Stored entries

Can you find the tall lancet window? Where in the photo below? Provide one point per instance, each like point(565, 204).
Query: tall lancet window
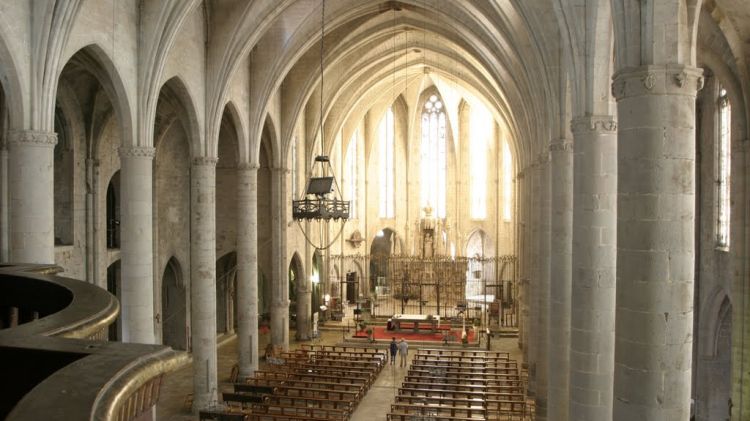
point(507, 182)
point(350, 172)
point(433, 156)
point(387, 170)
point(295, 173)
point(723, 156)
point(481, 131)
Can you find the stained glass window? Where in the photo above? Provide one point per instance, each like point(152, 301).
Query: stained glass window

* Stated task
Render the lines above as a numbered list, omitting any blank lines and leaving the pictures out of your answer.

* Right answer
1. Can you find the tall lancet window? Where in the photo below? Provide one point per instance, each like point(565, 204).
2. Query: tall lancet window
3. point(507, 182)
4. point(350, 172)
5. point(433, 156)
6. point(387, 170)
7. point(295, 173)
8. point(723, 156)
9. point(481, 131)
10. Can you find the stained glass window? Where in the photo above? Provide one point per instance, each like point(152, 301).
11. Query: stained glass window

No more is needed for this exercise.